◆ What you should do
Write out the listing below again, precisely as it is given.

Excerpts from segmentation records
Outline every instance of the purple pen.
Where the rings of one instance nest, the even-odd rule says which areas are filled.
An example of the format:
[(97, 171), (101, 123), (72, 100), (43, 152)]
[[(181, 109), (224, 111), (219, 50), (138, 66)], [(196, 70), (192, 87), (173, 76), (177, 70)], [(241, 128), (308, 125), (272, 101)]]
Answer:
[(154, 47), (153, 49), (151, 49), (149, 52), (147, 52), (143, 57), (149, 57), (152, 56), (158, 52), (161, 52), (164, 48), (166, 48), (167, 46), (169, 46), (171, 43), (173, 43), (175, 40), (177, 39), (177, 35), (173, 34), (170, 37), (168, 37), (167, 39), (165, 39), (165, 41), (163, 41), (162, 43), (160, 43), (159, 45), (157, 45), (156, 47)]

◆ Final answer
Outline every instance of the purple pen.
Where the rings of one instance nest, the even-odd rule says which areas are filled.
An example of the format:
[(97, 171), (101, 123), (72, 100), (43, 152)]
[[(181, 109), (224, 111), (219, 50), (138, 66)], [(196, 70), (192, 87), (173, 76), (177, 70)], [(241, 128), (308, 125), (272, 101)]]
Answer:
[(154, 47), (153, 49), (151, 49), (149, 52), (147, 52), (143, 57), (149, 57), (152, 56), (158, 52), (161, 52), (164, 48), (166, 48), (167, 46), (169, 46), (171, 43), (173, 43), (175, 40), (177, 39), (177, 35), (173, 34), (170, 37), (168, 37), (167, 39), (165, 39), (165, 41), (163, 41), (162, 43), (160, 43), (159, 45), (157, 45), (156, 47)]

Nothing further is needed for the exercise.